* _CHALLENGE_
Copy out, word for word and with nothing else, the records between the line containing "In this practice step, locate the elbow" and the line containing "In this practice step, locate the white chin", inclusive.

* _INPUT DATA_
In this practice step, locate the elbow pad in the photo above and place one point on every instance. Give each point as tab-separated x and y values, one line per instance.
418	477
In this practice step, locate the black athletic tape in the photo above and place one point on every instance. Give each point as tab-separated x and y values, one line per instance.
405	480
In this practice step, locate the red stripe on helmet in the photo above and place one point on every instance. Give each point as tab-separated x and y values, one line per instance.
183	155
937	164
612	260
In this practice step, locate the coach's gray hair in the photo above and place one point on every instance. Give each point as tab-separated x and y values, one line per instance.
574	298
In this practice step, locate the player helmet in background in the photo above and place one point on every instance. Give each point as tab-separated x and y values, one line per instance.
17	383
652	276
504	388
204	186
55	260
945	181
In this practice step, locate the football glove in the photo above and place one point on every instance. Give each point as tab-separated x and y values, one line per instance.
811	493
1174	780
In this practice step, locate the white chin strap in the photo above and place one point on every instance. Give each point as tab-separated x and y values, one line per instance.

---

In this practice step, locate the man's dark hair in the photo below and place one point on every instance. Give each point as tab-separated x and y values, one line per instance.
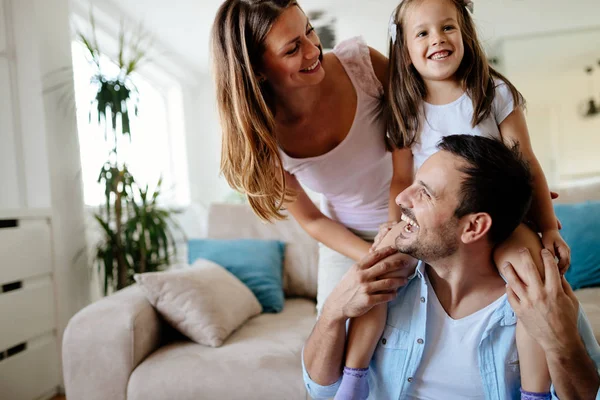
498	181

* * *

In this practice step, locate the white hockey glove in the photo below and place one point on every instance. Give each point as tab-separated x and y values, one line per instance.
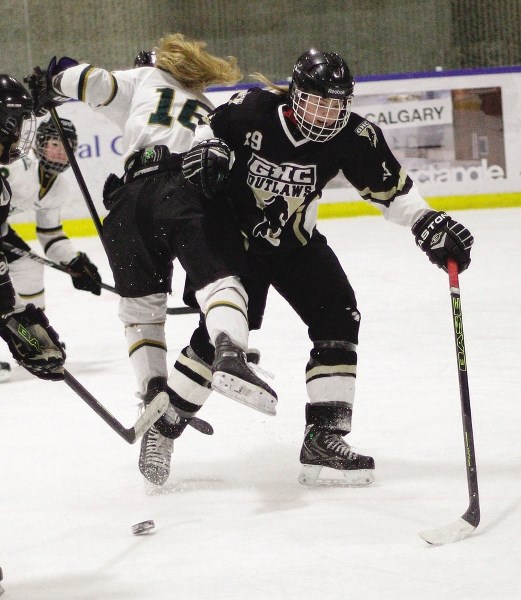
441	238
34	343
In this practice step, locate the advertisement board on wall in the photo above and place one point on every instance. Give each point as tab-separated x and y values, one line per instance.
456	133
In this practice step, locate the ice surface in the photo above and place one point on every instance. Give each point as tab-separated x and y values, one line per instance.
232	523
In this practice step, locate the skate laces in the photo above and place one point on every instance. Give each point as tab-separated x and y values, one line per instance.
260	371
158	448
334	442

* _TASK SOLUTION_
In this practice step, locate the elbow pad in the photo above and place one point on every instance. Give each point as tab-separated x and y values, one line per instance.
418	477
In this practice step, locate the black athletic tape in the photo above and place one point on every instance. Give each point as tab-separated x and y values, one line per instance.
405	480
In this practice step, locate the red stripe on helmet in the photo above and place one point on every instance. Give each point as tab-separated x and y values, one line per instance.
183	155
937	164
612	260
In this practice step, locate the coach's gray hair in the photo above and place one point on every instance. Give each point as tab-separated x and y values, one line per instance.
574	298
In this practice step, locate the player helmet in background in the photo above and place one point on every instance. Give each point as tab-separated x and y values, one line per instance.
17	383
652	276
504	388
204	186
55	260
945	181
In this practice step, locate the football glove in the photo above and place one point on every instance. Give each point as tab-separated x and y values, one line per instance.
811	493
1174	780
In this practice step, locate the white chin strap in the photo above and place one point on every instance. Give each point as tab-separated x and y values, one line per instance.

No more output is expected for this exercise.